> _Brano di partenza_
12-15. La scena della chiamata profetica si conclude con la scomparsa della gloria divina e il rientro del neo eletto presso i suoi connazionali di Tel-Aviv. «uno spirito mi sollevò» (v. 12): Ezechiele è ancora sotto l'influsso della rûah, che, come in 2, 1 l'ha messo in piedi, ora lo porta via (lah, v. 14 = essere portato da una forza divina: Gn 5,24) e, senza che egli veda più niente («dietro a me»), gli fa percepire un grande rumore per il sollevarsi (= brum, inf. col b strumentale, invece del TM barük, «benedetta»: cfr. nota) della gloria di JHwH dal luogo dove stava: rumore che proveniva dal muoversi delle ali e delle ruote. Ed egli va pensieroso e concitato sotto l'azione della mano di Dio verso i deportati di Tel-Aviv: una località detta in origine dai Babilonesi Til-abûbi, «colle della inondazio-ne», ma chiamata dagli esuli ebrei, per via dell' assonanza, Tel-'abio, «colle della spiga»: non è stata ancora identiti-cata. Lì Ezechiele rimase sette giorni «come stordito», per la stravolgente esperienza dell'incontro con il Dio santissimo.
Modalità del compito 3,16-27 Questa sezione è composta di due brani, i v. 16-21 e 22-27. Nel primo Ezechiele viene designato come sentinella del suo popolo; nel secondo gli viene comunicato l'ordine di tenersi nella sua casa e di starsene in silenzio, finché non gli viene ingiunto di parlare. Vari autori moderni pensano si tratti di una trasposizione di versetti, da 33,1-9 e da 24,26-27. Ma non è escluso che il profeta stesso abbia ricevuto tali messaggi nel tempo e nel luogo indicati ai vv. 3, 16a e 3,22. Esaminiamoli secondo questa prospettiva. Passano sette giorni. Gli abitanti di Tel-Aviv si son già resi conto di quel che è avvenuto al figlio di Buzì e hanno cominciato a frequentarlo. Il Signore torna a parlare al neo eletto: di quei suoi compagni d'esilio egli è costituito «sentinella». Sentinella è colui che dalla sua posizione può scorgere gli eventuali pericoli per la città e darne tempestivamente l'allarme (Is 56,10; Ger 6,17). Per gli Israeliti il pericolo è una minaccia di morte da parte della giustizia divina; essere portavoce di JHWH è trovarsi nella situazione di chi può avvertirlo con sicurezza. Il carisma profetico, di conseguenza, impone l'obbligo di mettere sull'avviso quei fratelli, che per le loro colpe sono in procinto di essere colpiti da un grave castigo. I veggente è chiamato a stare sulla breccia (22,30), a salvaguardarli.

> _Dati dell'esercizio_
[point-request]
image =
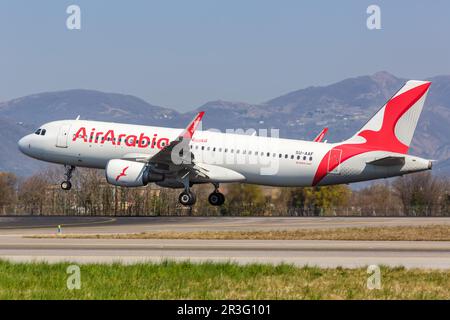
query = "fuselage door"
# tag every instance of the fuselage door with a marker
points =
(63, 136)
(334, 161)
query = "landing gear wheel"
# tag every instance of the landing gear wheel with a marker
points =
(66, 185)
(216, 199)
(187, 198)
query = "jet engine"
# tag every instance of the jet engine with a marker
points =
(127, 173)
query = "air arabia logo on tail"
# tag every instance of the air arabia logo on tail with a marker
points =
(383, 139)
(122, 174)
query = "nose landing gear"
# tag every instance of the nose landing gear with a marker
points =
(216, 198)
(187, 198)
(66, 184)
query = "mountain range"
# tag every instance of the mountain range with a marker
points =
(343, 107)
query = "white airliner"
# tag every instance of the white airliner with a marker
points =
(134, 155)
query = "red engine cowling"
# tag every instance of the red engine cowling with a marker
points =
(130, 173)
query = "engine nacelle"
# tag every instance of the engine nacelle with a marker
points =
(130, 173)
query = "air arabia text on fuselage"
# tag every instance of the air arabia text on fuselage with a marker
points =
(130, 140)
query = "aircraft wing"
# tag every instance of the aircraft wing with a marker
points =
(176, 159)
(321, 135)
(388, 161)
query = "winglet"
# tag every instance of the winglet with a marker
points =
(189, 131)
(321, 135)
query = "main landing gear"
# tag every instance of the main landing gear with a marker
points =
(188, 198)
(66, 184)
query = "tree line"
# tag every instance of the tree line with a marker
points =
(420, 194)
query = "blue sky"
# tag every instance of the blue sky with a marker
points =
(181, 54)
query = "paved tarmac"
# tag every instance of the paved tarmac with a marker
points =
(14, 247)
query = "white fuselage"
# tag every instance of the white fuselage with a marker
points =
(261, 160)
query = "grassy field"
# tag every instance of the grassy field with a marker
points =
(170, 280)
(419, 233)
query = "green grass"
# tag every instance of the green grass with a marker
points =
(170, 280)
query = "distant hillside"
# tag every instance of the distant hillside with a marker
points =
(344, 107)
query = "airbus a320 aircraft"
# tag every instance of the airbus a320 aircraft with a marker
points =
(134, 155)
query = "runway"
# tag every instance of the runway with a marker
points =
(351, 254)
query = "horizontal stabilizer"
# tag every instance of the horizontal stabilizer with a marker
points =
(388, 161)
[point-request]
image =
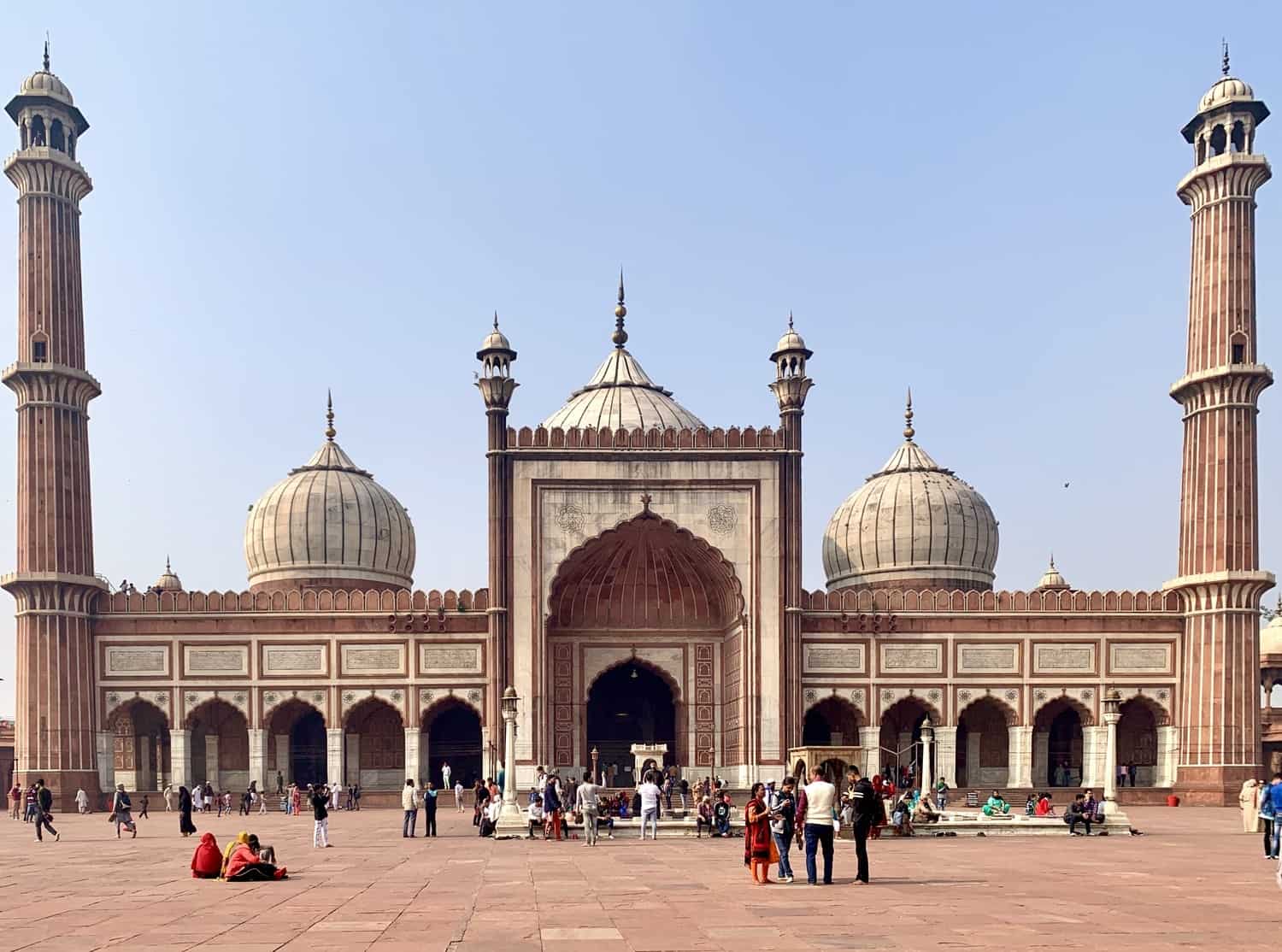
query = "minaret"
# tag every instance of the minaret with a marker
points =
(497, 386)
(790, 389)
(1220, 570)
(54, 585)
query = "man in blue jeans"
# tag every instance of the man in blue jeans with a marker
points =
(814, 815)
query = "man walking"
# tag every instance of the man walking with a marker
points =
(44, 810)
(814, 814)
(867, 805)
(586, 803)
(409, 803)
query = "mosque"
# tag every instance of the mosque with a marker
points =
(644, 575)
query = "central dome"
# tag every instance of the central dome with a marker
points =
(913, 524)
(328, 524)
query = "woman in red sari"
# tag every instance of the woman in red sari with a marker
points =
(759, 849)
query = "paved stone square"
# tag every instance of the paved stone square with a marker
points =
(1194, 880)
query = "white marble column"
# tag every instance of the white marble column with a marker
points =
(413, 769)
(1020, 767)
(869, 739)
(946, 754)
(258, 757)
(179, 759)
(333, 755)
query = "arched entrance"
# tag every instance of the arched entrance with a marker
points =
(833, 721)
(630, 703)
(140, 746)
(1059, 726)
(297, 742)
(984, 743)
(1138, 739)
(220, 746)
(374, 736)
(453, 733)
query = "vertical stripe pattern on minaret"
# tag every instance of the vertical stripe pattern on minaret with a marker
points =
(54, 583)
(1220, 573)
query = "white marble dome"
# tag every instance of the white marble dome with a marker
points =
(328, 524)
(912, 524)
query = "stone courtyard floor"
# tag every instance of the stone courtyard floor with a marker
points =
(1192, 882)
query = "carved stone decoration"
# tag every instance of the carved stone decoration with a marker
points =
(722, 518)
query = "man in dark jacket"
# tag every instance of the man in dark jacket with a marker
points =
(45, 811)
(867, 805)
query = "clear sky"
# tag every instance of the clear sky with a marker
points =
(979, 204)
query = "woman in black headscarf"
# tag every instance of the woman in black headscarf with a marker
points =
(185, 826)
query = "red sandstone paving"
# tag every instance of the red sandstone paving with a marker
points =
(1191, 882)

> _Obiettivi_
1 - Risponda alle seguenti domande sul brano dedicato a Ezechiele:
(a) Per quanti giorni Ezechiele rimase «come stordito» a Tel-Aviv?
(b) Con quale nome i Babilonesi chiamavano in origine la località di Tel-Aviv?
(c) Che cosa viene designato Ezechiele nei vv. 16-21?
2 - Determini quante righe dei record contengono la stringa "text" e indichi soltanto il numero.

> _Soluzioni degli esercizi_
1 -
(a) Sette giorni.
(b) Til-abûbi.
(c) Sentinella del suo popolo.

2 - 2